— Begin —
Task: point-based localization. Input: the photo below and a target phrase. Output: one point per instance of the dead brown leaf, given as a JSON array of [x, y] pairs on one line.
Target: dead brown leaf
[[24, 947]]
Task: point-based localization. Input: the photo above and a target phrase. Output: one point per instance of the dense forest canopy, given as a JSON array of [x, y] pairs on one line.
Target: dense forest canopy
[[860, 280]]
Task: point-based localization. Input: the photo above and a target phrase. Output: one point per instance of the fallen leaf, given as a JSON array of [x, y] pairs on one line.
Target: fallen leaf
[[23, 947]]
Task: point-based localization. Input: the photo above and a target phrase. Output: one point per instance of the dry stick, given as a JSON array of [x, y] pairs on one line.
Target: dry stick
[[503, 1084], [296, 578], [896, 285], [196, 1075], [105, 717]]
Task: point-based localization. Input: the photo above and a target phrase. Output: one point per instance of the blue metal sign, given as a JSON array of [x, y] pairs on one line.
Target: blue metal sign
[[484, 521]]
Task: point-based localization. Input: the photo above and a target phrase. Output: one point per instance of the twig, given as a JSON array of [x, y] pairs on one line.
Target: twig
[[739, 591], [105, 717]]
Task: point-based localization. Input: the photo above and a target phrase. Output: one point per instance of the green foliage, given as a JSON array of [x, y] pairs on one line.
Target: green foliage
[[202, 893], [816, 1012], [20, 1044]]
— End —
— Begin —
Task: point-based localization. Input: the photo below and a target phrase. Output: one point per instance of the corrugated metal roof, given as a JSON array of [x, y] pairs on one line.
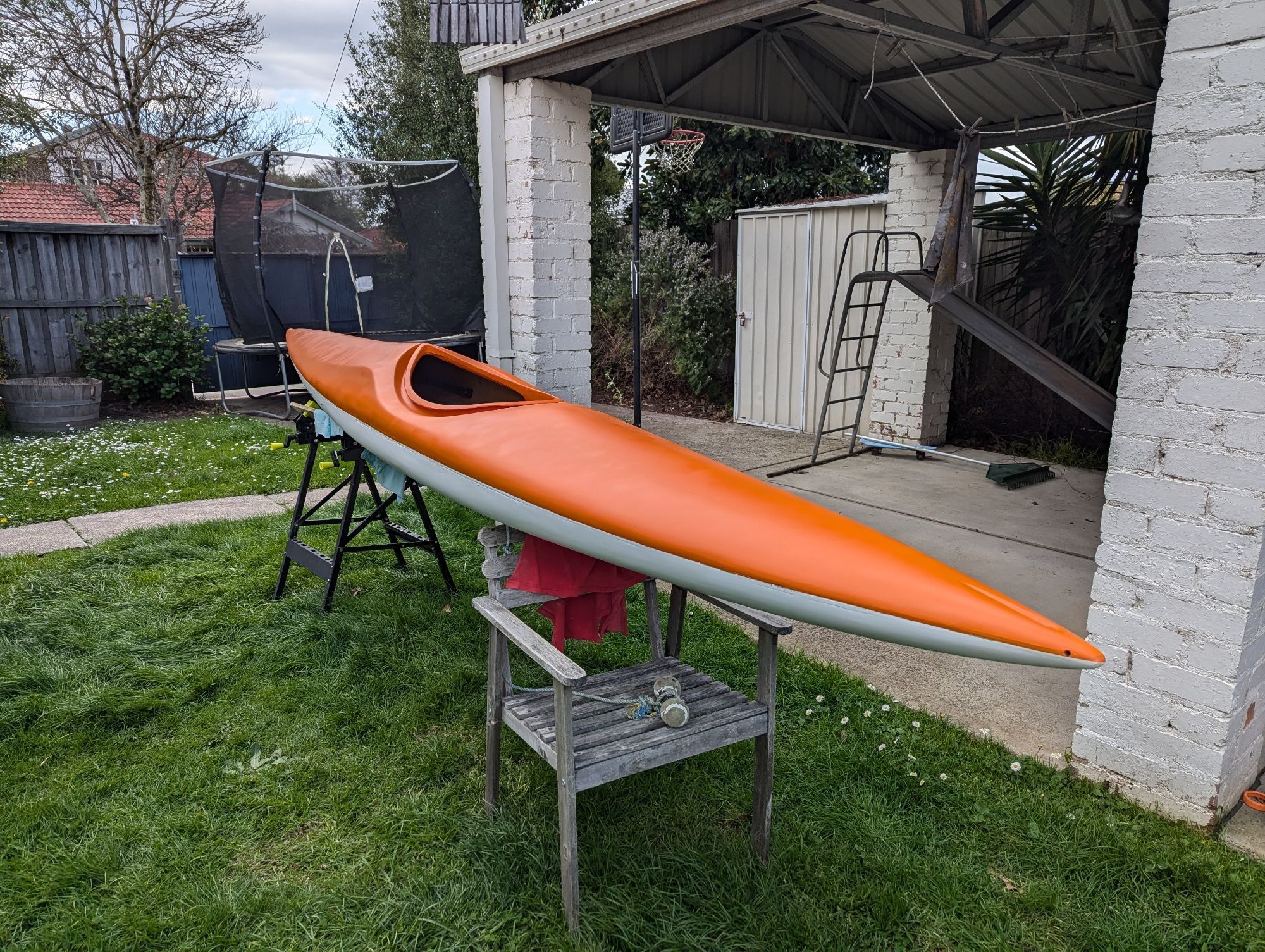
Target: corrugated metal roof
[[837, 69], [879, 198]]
— End —
> **What is being asked**
Update the rows in the stretch from the line that contains "of the fallen" through the line that contains "[[739, 591], [105, 717]]" so that "target phrase" becomes "target label" everywhere, and change nothing else.

> **Correct result**
Task: point-based localization. Input: the photo above and a target label. Output: one point per instance of the fallen leaf, given as a JSON array of [x, y] pairs on one line.
Target: fallen leaf
[[23, 947]]
Task: point-based localization. Input: the photo above and a target label. Output: one point per instance of the dry stick, given as a JSON array of [x, y] pairs on one line.
Target: dry stick
[[503, 1084], [296, 578], [896, 285], [196, 1075], [105, 717]]
Task: point-based localization. Input: the photo above and a target label. Output: one point per instance of the blue metal sign, given as a JSON array of [x, y] pairs on one line.
Target: blue metal sign
[[484, 521]]
Task: point-based localization. Input: the photo above and a target label. Output: one point per instance of the twig, given as a JSON array of [x, y] pairs on one line.
Target: twig
[[739, 591], [105, 717]]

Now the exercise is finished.